-- TASK DETAILS --
According to the excerpt on Palestinian development aid, how long did Samir Hleileh say infrastructure, or the rehabilitation of the economy and institutions, might need?

The PLO attempted to retain control of the expected influx of development aid into the Occupied Territories by reserving the prerogative of naming the governing members of the new Palestinian Economic Development and Reconstruction Agency (PEDRA), established as the local interlocutor for the World Bank and other aid agencies and as the administrative agency for distribution of the billions of dollars of expected aid. When interviewed about his priorities for PEDRA and the development aid, the "chief economic advisor to the state-in-formation," Samir Hleileh, was frank:

In the first phase, our economic planning is completely determined by political reasoning . . . . We want a small emergency program directed to gain popular support for the agreement. Infrastructure, or what we call rehabilitation of our economy and institutions, needs maybe two or three years. This would be phase two. In the first phase we have to focus on unemployment . . . income generation and social welfare programs . . . . We should be professional from a political point of view, not from an economic point of view. Money spent on salaries doesn't create development, but it creates survival, it creates momentum for peace and for the agreement.[34]

Despite the hopes of the many liberal democrats among the Palestinian nationalists, democracy did not appear to be high on the agenda of the PLO and its local organizations.

-- SUPPLIED MATERIAL --
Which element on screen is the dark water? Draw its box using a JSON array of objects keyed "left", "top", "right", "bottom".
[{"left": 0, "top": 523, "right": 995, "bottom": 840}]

-- REPLY TO THE EXERCISE --
Maybe two or three years.